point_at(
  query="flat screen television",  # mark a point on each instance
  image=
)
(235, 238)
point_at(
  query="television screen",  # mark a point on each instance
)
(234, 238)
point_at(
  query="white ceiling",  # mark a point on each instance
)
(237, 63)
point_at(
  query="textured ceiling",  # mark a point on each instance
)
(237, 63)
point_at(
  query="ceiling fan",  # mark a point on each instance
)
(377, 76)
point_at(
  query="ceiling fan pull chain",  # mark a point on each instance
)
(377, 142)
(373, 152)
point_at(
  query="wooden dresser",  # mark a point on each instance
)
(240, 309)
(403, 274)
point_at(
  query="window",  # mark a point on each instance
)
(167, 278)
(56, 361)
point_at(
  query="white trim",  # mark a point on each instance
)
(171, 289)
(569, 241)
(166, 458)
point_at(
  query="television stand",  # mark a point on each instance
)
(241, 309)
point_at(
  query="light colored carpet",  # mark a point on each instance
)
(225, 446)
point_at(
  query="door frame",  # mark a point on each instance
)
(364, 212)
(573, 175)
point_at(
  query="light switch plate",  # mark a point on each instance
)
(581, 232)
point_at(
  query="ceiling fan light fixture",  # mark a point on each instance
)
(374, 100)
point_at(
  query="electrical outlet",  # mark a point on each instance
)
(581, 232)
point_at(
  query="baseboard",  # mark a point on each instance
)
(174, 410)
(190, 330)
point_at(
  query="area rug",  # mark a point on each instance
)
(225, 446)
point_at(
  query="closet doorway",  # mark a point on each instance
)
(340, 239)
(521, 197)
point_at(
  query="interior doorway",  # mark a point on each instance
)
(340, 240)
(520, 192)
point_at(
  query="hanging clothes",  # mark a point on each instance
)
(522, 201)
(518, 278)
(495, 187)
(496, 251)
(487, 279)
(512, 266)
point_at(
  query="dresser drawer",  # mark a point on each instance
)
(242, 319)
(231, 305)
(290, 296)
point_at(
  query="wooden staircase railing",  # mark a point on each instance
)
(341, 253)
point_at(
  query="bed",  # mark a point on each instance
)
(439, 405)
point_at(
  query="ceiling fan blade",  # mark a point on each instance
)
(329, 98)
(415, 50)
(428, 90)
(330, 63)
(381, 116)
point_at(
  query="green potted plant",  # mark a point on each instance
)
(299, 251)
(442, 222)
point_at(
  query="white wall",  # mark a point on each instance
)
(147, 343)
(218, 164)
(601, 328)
____________________
*EXERCISE*.
Please quote every record above exactly as it appears.

*SOLUTION TO THIS EXERCISE*.
point_at(
  query="flat screen television",  # mark a point on each instance
  image=
)
(235, 238)
point_at(
  query="television screen",  # mark a point on each instance
)
(234, 238)
point_at(
  query="white ceiling",  # mark a point on each instance
)
(237, 63)
point_at(
  query="textured ceiling",  # mark a point on each instance
)
(237, 63)
point_at(
  query="ceiling fan",  # mark a point on each instance
)
(377, 76)
point_at(
  query="ceiling fan pull chain",  # mark a point on each instance
)
(377, 142)
(373, 152)
point_at(
  query="wooden dresser",  # mark a point on each instance
)
(240, 309)
(403, 274)
point_at(
  query="window",  # mark a point on each instance
)
(167, 278)
(56, 361)
point_at(
  query="white trim",  # mark a point on each instance
)
(171, 289)
(569, 241)
(166, 458)
point_at(
  query="television stand",  # mark a point on each instance
)
(241, 309)
point_at(
  query="light colored carpet",  # mark a point on each instance
)
(225, 446)
point_at(
  query="door frame",  # mark a point on each instance
)
(364, 212)
(573, 175)
point_at(
  query="light switch plate",  # mark a point on each instance
)
(581, 232)
point_at(
  query="ceiling fan light fixture",  # mark a point on each instance
)
(374, 100)
point_at(
  query="electrical outlet",  # mark a point on each instance
)
(581, 232)
point_at(
  query="baseboard",  # mark a point on each instance
)
(174, 410)
(190, 330)
point_at(
  query="area rug",  # mark a point on each instance
)
(225, 446)
point_at(
  query="closet doorway",  # mark a point on each instance
)
(340, 239)
(521, 197)
point_at(
  query="interior doorway",  # mark a point on each instance
)
(340, 240)
(520, 192)
point_at(
  query="hanging clothes",  # mark a point on each instance
)
(522, 201)
(518, 278)
(495, 187)
(496, 251)
(487, 279)
(512, 266)
point_at(
  query="dresser drawer",  # mark a point on each instance
)
(242, 319)
(231, 305)
(290, 296)
point_at(
  query="wooden staircase railing",  # mark a point on each instance
)
(341, 253)
point_at(
  query="bed",  # mark a point on each instance
)
(439, 405)
point_at(
  query="ceiling fan blade",  # mark a point on each instance
)
(329, 98)
(415, 50)
(428, 90)
(330, 63)
(381, 116)
point_at(
  query="green potted plant",  # mark a point on each instance
)
(299, 251)
(442, 222)
point_at(
  query="white wall",  # mark a point on each instance
)
(147, 343)
(218, 164)
(601, 328)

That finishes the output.